• WHAT TO PRODUCE: Copy the lines below, swapping each "Target phrase" for "Object label" and leaving everything else as it is.

[Labeled-object pointing lines]
>>>

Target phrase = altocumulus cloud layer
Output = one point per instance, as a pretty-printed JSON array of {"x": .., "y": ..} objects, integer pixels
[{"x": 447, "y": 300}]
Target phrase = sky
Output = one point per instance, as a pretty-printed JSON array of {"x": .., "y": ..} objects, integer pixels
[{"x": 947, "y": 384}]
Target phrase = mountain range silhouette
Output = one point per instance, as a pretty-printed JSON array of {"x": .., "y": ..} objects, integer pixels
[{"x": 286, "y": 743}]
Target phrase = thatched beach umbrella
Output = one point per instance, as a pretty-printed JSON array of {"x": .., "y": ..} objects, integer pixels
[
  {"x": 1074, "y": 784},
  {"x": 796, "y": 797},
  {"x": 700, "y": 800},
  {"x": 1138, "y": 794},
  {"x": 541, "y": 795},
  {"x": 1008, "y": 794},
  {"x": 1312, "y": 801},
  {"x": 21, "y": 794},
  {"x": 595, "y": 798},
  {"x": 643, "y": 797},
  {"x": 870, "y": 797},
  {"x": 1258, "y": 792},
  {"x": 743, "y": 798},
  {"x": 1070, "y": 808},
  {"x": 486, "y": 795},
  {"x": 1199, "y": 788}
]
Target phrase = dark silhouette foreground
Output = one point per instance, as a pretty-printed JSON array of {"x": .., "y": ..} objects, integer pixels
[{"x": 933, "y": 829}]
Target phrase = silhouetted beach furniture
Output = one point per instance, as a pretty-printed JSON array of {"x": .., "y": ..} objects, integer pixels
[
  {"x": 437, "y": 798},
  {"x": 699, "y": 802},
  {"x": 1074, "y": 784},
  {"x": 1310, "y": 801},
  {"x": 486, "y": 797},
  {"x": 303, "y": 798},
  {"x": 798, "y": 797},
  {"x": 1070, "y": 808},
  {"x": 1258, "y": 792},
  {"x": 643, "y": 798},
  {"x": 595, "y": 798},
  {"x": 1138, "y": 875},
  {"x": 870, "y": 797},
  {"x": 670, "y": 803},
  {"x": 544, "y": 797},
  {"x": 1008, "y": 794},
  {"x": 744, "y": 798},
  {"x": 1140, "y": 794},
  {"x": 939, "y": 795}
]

<<<

• SOLUTION TO THIS PROBLEM:
Object label = altocumulus cloud layer
Output = one point per instance, as a pretty-printed JSON array of {"x": .., "y": ..} objects, integer pixels
[{"x": 447, "y": 300}]
Object label = sky
Output = one point per instance, as a pretty-printed JSON array of {"x": .., "y": ..} objects, integer pixels
[{"x": 947, "y": 384}]
Object label = mountain range silhouette
Output = one point per instance, as a pretty-printed JSON array of {"x": .., "y": ..} objects, integer pixels
[{"x": 286, "y": 743}]
Object label = thatched beach umbrella
Output = one point per instance, as a pretty-printed JSON array of {"x": .., "y": ..} objects, integer pixels
[
  {"x": 1074, "y": 784},
  {"x": 796, "y": 797},
  {"x": 700, "y": 800},
  {"x": 1138, "y": 794},
  {"x": 541, "y": 795},
  {"x": 1008, "y": 794},
  {"x": 1312, "y": 801},
  {"x": 21, "y": 794},
  {"x": 595, "y": 798},
  {"x": 643, "y": 797},
  {"x": 870, "y": 797},
  {"x": 1258, "y": 792},
  {"x": 743, "y": 798},
  {"x": 1070, "y": 808},
  {"x": 486, "y": 795},
  {"x": 1199, "y": 788}
]
Object label = dark silhouette foreground
Output = one point per instance, as a pretty-printed JSON array of {"x": .., "y": ..} objects, integer pixels
[{"x": 933, "y": 829}]
Object label = silhouetted beach furniture
Output = one point per instance, as a pretty-printed JSON array of {"x": .., "y": ..} objects, integer pixels
[
  {"x": 437, "y": 798},
  {"x": 699, "y": 802},
  {"x": 1074, "y": 784},
  {"x": 1310, "y": 801},
  {"x": 486, "y": 797},
  {"x": 303, "y": 798},
  {"x": 798, "y": 797},
  {"x": 1070, "y": 808},
  {"x": 1258, "y": 792},
  {"x": 643, "y": 798},
  {"x": 595, "y": 798},
  {"x": 1138, "y": 875},
  {"x": 870, "y": 797},
  {"x": 670, "y": 803},
  {"x": 544, "y": 797},
  {"x": 1008, "y": 794},
  {"x": 744, "y": 798},
  {"x": 1140, "y": 794},
  {"x": 939, "y": 795}
]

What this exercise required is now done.